Record extracts.
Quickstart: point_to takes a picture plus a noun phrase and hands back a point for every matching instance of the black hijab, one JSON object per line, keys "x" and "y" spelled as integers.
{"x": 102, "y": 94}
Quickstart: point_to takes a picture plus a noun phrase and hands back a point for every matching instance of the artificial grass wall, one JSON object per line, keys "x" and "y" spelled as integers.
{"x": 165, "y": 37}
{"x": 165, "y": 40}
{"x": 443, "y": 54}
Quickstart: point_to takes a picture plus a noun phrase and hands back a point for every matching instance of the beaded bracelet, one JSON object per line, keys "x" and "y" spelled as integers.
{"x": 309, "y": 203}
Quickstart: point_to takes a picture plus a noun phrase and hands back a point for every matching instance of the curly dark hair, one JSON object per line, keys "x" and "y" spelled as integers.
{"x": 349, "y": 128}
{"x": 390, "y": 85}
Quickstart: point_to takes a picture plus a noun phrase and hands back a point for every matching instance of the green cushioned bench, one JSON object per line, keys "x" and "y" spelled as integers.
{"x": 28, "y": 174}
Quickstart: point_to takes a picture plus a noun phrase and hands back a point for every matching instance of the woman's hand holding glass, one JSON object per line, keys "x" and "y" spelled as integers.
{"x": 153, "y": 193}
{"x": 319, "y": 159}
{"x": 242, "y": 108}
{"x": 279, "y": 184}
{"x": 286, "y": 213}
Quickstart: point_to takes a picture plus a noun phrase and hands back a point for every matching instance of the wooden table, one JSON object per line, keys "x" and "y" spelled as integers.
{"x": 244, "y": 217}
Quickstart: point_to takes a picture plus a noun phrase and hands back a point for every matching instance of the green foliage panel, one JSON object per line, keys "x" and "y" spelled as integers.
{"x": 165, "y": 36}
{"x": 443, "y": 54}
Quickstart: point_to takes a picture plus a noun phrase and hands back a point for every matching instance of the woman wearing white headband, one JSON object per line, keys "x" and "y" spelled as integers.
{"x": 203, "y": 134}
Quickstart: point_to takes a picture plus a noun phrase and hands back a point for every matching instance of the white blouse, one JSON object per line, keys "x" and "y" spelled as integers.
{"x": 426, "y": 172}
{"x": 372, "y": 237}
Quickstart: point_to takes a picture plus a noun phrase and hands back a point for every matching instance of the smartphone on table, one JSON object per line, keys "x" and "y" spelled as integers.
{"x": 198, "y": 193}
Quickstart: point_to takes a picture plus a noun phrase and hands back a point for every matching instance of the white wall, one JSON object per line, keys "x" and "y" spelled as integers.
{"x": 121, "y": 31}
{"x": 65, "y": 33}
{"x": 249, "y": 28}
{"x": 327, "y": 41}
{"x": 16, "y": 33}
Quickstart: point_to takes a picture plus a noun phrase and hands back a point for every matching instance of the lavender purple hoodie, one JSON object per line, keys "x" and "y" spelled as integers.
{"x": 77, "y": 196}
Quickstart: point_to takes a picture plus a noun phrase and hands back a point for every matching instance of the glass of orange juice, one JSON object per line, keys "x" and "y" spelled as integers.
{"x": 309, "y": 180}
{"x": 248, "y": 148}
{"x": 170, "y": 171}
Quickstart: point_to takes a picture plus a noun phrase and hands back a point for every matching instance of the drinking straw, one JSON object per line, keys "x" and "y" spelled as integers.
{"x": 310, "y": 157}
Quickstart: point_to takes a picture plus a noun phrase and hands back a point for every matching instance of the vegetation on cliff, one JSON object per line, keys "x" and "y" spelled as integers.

Task brief.
The data above should be output exactly, with each line intact.

Reply to the exercise.
Quickstart: point_to takes a picture plus a noun phrase and hands back a point for every matching instance of the black hijab, one JSON object per line, keys "x" and "y" spelled as integers.
{"x": 102, "y": 94}
Quickstart: point_to takes a picture plus a noun phrase and hands back a point for every matching instance of the artificial grass wall, one JSON object per line, keys "x" and "y" spelled as integers.
{"x": 165, "y": 37}
{"x": 165, "y": 40}
{"x": 443, "y": 54}
Quickstart: point_to takes a picture plus a noun phrase and hands back a point for every matching instance of the beaded bracelet, one JSON object per line, keys "x" and "y" spelled as integers.
{"x": 309, "y": 203}
Quickstart: point_to takes a picture plus a noun phrase and hands back a point for every matching instance of the curly dark hair, one JSON object per line, keys "x" and "y" spelled as integers.
{"x": 349, "y": 128}
{"x": 390, "y": 85}
Quickstart: point_to takes a picture plus a noun phrase and hands back a point for every matching instance of the green cushioned bench, one JSON object per line, keys "x" and "y" spelled as integers.
{"x": 28, "y": 174}
Quickstart: point_to takes a picture plus a noun phrase and hands back a point for every matching instance of the woman's hand holding glass, one JSON object per line, keys "x" and "y" spelled as integers.
{"x": 153, "y": 193}
{"x": 319, "y": 159}
{"x": 242, "y": 108}
{"x": 279, "y": 184}
{"x": 286, "y": 213}
Quickstart: point_to takes a picture plus a noun phrase and hands back a point for every matching instance of the wooden table, one JSON object per line, keys "x" and "y" spelled as integers.
{"x": 244, "y": 217}
Quickstart: point_to takes a picture plus a noun phrase and hands back a point for every matching instance of the green foliage panel, one JSON object per line, keys "x" and "y" spelled as integers.
{"x": 165, "y": 36}
{"x": 443, "y": 54}
Quickstart: point_to takes a picture plus a noun phrase and hands back a point for every matching instance of the woman wearing white headband, one JSON object per line, keys "x" and "y" spelled as integers.
{"x": 203, "y": 134}
Quickstart: point_to takes a picture plus a noun phrase and hands back a point for every matching instance of the white blouse, one JSON object per line, keys "x" and "y" spelled as integers.
{"x": 426, "y": 172}
{"x": 372, "y": 237}
Quickstart: point_to takes a picture plus a noun phrase and hands back a point for every matching instance of the smartphone on table, one JSON object per line, keys "x" and "y" spelled as integers.
{"x": 198, "y": 193}
Quickstart: point_to takes a picture plus a noun phrase and hands back a point for every matching instance of the white wall, one JSON object per line, keys "x" and "y" spelled as integers.
{"x": 121, "y": 31}
{"x": 65, "y": 33}
{"x": 249, "y": 28}
{"x": 327, "y": 41}
{"x": 16, "y": 33}
Quickstart: point_to takes a picture plus a noun phrase and hands back a point for every matching instance of the lavender purple hoodie, one JSON object per line, keys "x" and "y" spelled as integers.
{"x": 77, "y": 196}
Quickstart: point_to takes a picture plus a noun phrase and hands back a point for every matching instance of the glass of orange juice, one JSON object per line, keys "x" and "y" spelled as integers.
{"x": 309, "y": 180}
{"x": 248, "y": 148}
{"x": 170, "y": 171}
Quickstart: point_to takes a picture plus a noun phrase and hands back a point for every matching instance of the drinking straw, one JSON object per line, keys "x" and "y" spelled as integers.
{"x": 310, "y": 157}
Quickstart: point_to takes a picture plus a noun phrase and hands back a point for every matching instance of the vegetation on cliff, one JSON object per line, keys "x" and "y" spelled as integers.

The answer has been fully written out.